THE REQUEST ->
Count the lines of the items below that contain the string "refrigerator", treating uppercase and lowercase as distinct. Reply with the number alone.

(Object location annotation records)

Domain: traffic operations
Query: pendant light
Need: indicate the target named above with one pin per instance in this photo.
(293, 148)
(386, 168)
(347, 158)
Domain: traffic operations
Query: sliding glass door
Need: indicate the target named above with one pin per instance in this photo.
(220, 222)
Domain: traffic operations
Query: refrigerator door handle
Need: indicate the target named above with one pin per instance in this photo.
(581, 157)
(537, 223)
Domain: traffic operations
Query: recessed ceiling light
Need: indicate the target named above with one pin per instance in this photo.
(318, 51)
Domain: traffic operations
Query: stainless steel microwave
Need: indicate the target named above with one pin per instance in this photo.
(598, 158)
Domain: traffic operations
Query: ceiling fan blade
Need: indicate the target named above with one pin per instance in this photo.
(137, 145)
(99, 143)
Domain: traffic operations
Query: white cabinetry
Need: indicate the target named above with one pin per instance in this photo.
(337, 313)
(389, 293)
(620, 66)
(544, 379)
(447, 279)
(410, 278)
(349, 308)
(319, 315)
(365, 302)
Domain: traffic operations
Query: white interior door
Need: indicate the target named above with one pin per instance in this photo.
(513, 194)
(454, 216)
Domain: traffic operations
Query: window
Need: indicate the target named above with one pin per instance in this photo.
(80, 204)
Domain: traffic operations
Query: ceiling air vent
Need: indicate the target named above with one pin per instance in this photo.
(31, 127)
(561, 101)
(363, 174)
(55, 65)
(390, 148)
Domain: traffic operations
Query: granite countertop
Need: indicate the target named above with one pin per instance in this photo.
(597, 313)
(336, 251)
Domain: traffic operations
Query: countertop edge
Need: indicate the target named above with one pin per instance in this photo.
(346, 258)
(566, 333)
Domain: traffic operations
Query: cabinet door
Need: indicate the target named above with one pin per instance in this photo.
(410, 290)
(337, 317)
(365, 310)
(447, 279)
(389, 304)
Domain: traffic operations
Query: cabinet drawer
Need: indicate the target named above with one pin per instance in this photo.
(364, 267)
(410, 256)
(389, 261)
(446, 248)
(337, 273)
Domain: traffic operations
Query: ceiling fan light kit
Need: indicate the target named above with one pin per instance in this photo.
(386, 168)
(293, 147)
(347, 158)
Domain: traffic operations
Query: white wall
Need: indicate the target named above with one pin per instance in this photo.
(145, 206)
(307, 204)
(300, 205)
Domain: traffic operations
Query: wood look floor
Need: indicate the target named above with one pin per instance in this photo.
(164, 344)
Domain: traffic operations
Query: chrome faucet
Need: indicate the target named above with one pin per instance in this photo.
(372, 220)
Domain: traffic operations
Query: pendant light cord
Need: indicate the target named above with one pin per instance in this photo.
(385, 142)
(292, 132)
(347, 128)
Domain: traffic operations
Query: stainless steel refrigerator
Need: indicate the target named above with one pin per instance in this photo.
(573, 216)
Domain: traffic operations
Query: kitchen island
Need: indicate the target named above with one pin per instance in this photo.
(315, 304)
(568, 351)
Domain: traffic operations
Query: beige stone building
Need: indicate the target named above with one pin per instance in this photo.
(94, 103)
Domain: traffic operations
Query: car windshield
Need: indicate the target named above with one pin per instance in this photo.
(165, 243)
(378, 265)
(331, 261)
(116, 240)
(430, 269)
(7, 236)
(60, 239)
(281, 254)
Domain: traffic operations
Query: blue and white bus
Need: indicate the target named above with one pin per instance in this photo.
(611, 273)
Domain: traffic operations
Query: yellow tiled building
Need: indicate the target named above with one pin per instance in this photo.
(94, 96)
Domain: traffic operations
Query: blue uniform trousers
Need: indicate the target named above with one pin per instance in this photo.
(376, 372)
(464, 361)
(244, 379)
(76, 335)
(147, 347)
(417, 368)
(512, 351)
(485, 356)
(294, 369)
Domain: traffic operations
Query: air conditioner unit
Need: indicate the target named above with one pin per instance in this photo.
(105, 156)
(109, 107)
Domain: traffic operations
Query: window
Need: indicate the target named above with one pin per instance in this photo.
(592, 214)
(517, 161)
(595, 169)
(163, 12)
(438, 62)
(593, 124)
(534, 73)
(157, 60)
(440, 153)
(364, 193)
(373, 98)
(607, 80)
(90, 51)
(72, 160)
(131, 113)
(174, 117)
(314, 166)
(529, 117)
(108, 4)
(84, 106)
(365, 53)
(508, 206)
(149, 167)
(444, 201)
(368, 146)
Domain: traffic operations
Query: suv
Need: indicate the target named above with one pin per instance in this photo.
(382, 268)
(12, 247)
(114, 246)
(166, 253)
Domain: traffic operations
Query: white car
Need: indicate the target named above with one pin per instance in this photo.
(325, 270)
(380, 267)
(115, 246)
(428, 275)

TASK OUTPUT ->
2